▼
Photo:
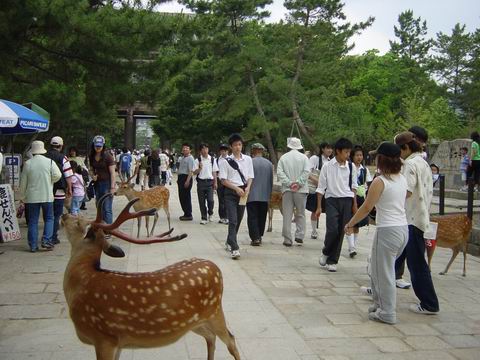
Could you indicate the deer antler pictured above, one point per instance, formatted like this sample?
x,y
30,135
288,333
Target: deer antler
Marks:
x,y
127,215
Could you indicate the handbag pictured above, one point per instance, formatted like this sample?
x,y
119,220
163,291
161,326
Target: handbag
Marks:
x,y
90,190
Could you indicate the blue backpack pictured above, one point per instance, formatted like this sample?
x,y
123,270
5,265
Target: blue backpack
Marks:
x,y
125,161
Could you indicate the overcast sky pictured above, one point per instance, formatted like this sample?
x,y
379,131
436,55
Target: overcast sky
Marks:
x,y
441,15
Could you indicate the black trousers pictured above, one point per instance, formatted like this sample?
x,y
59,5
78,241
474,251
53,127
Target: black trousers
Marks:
x,y
339,213
235,215
222,212
419,271
205,195
257,217
184,194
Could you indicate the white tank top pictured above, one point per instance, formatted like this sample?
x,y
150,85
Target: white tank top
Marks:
x,y
391,205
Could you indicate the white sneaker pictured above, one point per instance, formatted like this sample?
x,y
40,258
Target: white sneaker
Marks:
x,y
402,284
366,290
323,260
418,309
332,267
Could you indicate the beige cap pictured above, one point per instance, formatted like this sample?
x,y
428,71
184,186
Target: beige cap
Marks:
x,y
56,141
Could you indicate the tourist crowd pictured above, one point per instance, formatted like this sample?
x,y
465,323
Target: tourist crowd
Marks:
x,y
335,182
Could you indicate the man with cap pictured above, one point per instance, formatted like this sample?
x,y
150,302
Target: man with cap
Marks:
x,y
236,174
222,212
63,187
420,191
292,172
257,203
36,190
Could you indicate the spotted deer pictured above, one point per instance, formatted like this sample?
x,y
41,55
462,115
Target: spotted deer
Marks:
x,y
453,232
156,198
112,310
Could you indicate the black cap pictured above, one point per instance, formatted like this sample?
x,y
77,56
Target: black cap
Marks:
x,y
388,149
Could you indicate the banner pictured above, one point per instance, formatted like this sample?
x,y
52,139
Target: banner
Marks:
x,y
8,224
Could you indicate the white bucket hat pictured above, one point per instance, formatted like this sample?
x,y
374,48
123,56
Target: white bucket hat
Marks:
x,y
294,143
38,147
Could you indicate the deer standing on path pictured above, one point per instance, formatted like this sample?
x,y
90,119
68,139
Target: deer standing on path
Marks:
x,y
156,198
112,310
453,232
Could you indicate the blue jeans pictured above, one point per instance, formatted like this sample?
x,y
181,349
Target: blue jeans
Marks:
x,y
57,213
33,215
75,206
101,188
419,272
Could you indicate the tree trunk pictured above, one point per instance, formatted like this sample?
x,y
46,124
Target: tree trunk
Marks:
▲
**AIM OF THE TASK**
Copy each line of the data that includes the word "standing".

**REPLY**
Could you indicate the deer standing on path pictured above, one point per instance, formatted like this sample?
Target: deer standing on path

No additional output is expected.